▸ Excerpted text
So I saw the tunnel, which was cool.
Riding around the city I found the Fredrick Douglass home site. While in Washington, I was able to visit the Douglass home in Anacostia, which was a beautiful site with fruit trees and high ceilings. Historians have wondered why Douglass maintained a not so nice home in Rochester when his life was all in DC, along with his very nice house. Apparently, at the time, DC residents could not vote, but as a NY resident, Douglass could vote. After this freed slave worked tirelessly to get the vote for black people, it was perhaps worth it to him. His final resting place is in the Mount Hope cemetery. What an American patriot badass he turned out to be.

▸ Records supplied
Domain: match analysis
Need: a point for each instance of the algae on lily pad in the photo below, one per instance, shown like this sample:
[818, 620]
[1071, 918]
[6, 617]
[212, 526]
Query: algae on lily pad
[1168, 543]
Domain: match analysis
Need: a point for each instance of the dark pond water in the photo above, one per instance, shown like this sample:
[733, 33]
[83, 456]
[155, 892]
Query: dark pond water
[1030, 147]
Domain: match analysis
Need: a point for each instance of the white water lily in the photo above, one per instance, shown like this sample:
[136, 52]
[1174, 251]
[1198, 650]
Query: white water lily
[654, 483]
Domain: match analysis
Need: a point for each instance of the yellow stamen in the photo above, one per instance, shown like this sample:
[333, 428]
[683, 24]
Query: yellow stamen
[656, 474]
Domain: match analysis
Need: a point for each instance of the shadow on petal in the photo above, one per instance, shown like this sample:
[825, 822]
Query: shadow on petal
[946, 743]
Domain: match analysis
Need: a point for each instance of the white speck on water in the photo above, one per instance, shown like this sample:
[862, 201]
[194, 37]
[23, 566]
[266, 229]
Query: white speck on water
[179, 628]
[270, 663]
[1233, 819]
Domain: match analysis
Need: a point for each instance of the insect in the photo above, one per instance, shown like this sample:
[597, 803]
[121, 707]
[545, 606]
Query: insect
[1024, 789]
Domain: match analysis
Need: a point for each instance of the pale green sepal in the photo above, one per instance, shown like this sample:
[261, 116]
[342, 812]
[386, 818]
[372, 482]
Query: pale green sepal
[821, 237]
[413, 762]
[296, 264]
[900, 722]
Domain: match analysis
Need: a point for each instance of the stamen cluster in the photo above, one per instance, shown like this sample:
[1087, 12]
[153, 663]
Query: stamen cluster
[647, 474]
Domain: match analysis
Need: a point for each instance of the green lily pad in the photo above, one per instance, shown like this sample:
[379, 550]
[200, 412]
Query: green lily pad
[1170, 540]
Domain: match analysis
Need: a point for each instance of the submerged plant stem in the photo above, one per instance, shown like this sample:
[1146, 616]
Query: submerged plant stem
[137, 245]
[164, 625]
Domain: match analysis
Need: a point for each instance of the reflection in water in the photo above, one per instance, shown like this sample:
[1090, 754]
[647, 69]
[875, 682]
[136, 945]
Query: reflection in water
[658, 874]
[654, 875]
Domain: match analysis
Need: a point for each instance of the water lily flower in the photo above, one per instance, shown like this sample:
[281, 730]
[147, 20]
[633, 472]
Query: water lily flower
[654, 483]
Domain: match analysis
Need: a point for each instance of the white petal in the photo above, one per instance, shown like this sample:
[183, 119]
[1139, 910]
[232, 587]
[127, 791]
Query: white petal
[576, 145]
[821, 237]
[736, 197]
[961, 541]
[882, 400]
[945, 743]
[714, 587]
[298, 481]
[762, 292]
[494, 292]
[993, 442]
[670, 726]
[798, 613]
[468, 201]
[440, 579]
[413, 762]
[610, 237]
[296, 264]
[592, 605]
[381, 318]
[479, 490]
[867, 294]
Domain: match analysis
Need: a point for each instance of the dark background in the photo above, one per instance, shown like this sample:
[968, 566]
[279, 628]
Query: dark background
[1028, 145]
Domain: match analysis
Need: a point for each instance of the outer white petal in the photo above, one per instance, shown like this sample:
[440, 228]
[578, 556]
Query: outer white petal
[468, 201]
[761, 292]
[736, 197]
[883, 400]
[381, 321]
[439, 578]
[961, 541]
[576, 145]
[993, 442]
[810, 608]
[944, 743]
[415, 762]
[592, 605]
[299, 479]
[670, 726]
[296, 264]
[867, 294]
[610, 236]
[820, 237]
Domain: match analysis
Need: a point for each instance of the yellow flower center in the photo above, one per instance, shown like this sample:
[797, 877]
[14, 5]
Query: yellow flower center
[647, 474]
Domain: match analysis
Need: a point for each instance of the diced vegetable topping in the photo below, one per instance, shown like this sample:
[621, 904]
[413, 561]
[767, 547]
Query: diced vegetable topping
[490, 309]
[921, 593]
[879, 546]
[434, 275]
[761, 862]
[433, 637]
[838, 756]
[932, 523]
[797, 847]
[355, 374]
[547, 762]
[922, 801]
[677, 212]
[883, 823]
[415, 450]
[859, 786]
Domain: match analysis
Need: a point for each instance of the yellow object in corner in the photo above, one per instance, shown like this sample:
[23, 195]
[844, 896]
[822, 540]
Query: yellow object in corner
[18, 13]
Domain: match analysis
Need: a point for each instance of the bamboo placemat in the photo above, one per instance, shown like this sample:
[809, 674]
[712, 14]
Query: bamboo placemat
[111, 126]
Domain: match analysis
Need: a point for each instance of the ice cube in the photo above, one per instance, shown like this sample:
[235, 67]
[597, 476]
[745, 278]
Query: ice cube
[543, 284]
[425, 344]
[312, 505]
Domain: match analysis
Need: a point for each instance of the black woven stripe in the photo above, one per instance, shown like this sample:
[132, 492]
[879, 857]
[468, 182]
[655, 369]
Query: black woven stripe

▸ Required tasks
#1 Please repeat the Douglass home passage word for word, from "Riding around the" to "turned out to be.".
#2 Render this sentence from the Douglass home passage in Spanish: "Apparently, at the time, DC residents could not vote, but as a NY resident, Douglass could vote."
#3 Carry on the Douglass home passage, starting right after its final sentence.

▸ Results for the exercise
#1
Riding around the city I found the Fredrick Douglass home site. While in Washington, I was able to visit the Douglass home in Anacostia, which was a beautiful site with fruit trees and high ceilings. Historians have wondered why Douglass maintained a not so nice home in Rochester when his life was all in DC, along with his very nice house. Apparently, at the time, DC residents could not vote, but as a NY resident, Douglass could vote. After this freed slave worked tirelessly to get the vote for black people, it was perhaps worth it to him. His final resting place is in the Mount Hope cemetery. What an American patriot badass he turned out to be.

#2 Al parecer, en aquella época los residentes de DC no podían votar, pero como residente de Nueva York, Douglass sí podía votar.

#3
I checked out the iconic Kodak building. When I was a kid, I used to process photographic film and do printmaking, swirling Tri-X Pan in a can of Dektol and dumping it down the sink because what’s the possible harm, then working under eerie red safelight as the picture slowly emerged in living black and white. Apparently that film had a little smidgen of silver and over the years, Kodak dumped tons of the stuff in the genesee river, where it went to the bottom and collected in the mud and fishes and such. After declaring bankruptcy in 2012, they emerging from bankruptcy in 2013, having “shed its large legacy liabilities, restructured, and exited several businesses”. Being a great American Corporation, Kodak took responsibility for cleaning up the mess in the Genesee River stuck the state taxpayers with a $15 million cleanup bill. I did love that Kodachrome though.
Rochester has some cool buildings, including the brutalist Xerox Tower
Also, the 1974 First Federal Plaza, which features a revolving restaurant that broke in the 1990’s and stopped all the revolving, which was then home to an attorney who was later disbarred, and now is apparently in search of new tenants.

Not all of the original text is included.